[Point labels for objects]
* * * * * * *

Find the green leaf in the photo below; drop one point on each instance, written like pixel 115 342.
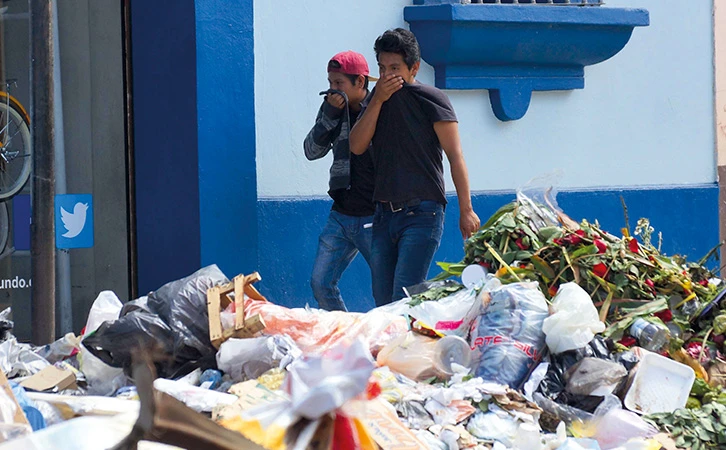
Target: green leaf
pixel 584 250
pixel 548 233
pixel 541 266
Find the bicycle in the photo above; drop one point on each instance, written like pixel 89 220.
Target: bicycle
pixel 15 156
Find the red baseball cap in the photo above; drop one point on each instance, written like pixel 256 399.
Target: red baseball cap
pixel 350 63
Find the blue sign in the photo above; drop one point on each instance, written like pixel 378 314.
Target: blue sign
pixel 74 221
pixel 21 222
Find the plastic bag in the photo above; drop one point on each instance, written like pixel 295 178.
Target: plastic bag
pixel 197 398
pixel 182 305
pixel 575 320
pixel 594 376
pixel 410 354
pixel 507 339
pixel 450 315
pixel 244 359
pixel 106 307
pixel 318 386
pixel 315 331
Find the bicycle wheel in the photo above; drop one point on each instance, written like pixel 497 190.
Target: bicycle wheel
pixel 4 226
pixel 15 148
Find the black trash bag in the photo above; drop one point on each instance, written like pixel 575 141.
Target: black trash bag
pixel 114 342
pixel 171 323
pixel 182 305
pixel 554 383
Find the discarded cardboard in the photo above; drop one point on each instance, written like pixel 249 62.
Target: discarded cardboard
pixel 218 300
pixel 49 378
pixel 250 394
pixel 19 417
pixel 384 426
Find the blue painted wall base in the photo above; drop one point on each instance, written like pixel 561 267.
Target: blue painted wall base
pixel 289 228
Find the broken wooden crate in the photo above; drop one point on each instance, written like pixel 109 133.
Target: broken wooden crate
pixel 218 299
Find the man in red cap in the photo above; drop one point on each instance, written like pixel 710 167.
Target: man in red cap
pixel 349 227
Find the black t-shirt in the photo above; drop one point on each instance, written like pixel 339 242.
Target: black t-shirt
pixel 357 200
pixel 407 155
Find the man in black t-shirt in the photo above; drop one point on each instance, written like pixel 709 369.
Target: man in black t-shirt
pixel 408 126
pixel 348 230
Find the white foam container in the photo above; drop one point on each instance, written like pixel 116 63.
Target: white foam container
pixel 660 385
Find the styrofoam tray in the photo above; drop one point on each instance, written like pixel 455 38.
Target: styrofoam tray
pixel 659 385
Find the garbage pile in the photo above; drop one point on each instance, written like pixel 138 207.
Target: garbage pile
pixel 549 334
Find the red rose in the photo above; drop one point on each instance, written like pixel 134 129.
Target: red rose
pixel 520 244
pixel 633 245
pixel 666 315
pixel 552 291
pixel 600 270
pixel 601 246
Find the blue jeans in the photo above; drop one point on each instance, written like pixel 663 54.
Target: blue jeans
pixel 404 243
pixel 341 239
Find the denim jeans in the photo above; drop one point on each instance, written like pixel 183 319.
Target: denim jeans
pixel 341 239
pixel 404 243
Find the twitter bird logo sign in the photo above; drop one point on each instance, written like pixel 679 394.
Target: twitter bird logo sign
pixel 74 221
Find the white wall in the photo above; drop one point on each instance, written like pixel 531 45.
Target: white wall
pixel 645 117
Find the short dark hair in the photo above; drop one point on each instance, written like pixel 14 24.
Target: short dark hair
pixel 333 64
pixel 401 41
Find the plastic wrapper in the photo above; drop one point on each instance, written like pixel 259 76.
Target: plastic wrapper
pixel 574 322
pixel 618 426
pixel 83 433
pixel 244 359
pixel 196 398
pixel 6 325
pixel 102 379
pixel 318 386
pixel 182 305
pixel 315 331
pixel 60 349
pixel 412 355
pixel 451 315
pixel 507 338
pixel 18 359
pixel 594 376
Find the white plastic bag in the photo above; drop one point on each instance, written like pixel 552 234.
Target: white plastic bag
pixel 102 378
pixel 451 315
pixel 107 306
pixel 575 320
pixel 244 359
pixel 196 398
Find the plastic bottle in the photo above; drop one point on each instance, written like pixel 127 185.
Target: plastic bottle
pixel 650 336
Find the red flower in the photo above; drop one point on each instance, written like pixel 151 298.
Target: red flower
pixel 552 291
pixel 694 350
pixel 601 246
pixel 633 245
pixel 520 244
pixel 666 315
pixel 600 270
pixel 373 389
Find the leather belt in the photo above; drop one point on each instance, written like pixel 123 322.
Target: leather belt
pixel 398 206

* * * * * * *

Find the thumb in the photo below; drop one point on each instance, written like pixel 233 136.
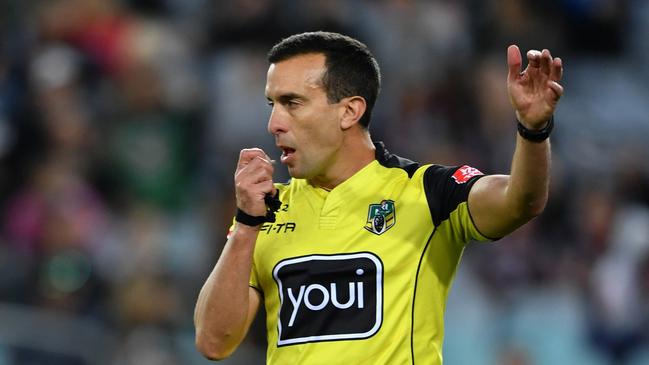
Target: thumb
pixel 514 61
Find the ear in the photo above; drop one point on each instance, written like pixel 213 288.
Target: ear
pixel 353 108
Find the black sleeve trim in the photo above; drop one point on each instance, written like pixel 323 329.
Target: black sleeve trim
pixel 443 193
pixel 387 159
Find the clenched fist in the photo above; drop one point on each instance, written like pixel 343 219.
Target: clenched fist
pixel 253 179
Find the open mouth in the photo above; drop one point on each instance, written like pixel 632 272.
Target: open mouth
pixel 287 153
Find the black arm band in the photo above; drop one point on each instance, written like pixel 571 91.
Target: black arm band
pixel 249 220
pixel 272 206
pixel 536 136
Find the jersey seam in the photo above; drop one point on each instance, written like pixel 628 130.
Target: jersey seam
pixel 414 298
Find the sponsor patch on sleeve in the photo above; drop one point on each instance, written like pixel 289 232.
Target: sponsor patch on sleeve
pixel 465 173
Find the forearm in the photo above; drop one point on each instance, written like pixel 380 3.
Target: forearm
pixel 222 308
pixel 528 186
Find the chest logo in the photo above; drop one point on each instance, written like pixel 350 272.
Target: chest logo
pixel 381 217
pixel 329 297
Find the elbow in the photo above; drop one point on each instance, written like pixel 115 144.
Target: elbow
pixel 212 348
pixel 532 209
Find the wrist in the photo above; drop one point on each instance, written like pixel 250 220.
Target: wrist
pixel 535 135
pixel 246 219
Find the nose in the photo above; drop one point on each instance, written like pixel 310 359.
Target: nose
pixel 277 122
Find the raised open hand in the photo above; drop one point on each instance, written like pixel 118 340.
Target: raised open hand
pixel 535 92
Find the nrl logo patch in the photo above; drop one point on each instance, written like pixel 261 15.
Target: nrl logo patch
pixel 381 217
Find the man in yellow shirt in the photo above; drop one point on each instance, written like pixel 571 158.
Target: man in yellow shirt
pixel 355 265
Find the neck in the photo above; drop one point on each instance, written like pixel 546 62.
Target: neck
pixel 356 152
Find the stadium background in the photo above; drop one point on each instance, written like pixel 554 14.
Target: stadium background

* * * * * * *

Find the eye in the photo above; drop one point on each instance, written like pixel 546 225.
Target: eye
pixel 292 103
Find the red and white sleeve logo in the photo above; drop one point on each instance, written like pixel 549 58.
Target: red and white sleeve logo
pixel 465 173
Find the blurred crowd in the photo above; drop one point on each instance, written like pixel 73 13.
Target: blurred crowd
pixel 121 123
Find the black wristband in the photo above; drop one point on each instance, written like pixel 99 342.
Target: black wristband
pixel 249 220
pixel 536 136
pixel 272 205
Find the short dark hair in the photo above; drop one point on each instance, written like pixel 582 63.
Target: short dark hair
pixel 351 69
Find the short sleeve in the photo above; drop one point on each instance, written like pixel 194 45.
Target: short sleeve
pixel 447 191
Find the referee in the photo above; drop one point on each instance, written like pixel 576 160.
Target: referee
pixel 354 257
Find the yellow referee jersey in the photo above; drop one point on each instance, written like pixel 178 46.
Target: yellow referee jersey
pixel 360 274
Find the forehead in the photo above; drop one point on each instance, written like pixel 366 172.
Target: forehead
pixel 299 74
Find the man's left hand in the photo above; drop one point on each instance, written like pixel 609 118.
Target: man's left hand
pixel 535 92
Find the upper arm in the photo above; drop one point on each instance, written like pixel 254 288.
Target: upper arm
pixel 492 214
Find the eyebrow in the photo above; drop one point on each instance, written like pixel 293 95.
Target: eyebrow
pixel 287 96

* * * * * * *

→ Task instructions:
Write out the lines of the records above that run from the line containing "Find the discarded" through the line containing "pixel 659 385", including both of those lines. Copy them precisely, with nothing added or changed.

→ Solution:
Find the discarded cardboard in the photo above; drop one point on each instance, written like pixel 249 62.
Target: discarded cardboard
pixel 218 300
pixel 49 378
pixel 250 394
pixel 19 417
pixel 384 426
Find the blue painted wall base in the photo above; drop one point on each instance, written like pixel 561 267.
Target: blue painted wall base
pixel 289 228
Find the broken wooden crate in the photo above; drop one point on each instance, written like pixel 109 133.
Target: broken wooden crate
pixel 218 299
Find the man in red cap in the photo above; drop one point on each instance, written like pixel 710 167.
Target: man in red cap
pixel 349 227
Find the black t-shirt in the photo above; drop one point on each instance, written like pixel 339 242.
Target: black t-shirt
pixel 357 200
pixel 407 155
Find the man in black t-shirt in the photo above; drop one point on each instance, written like pixel 709 369.
Target: man in black t-shirt
pixel 408 126
pixel 348 230
Find the white foam container in the photo above; drop one point on each instance, written like pixel 116 63.
Target: white foam container
pixel 660 385
Find the styrofoam tray in the photo above; drop one point on each instance, written like pixel 455 38.
Target: styrofoam tray
pixel 659 385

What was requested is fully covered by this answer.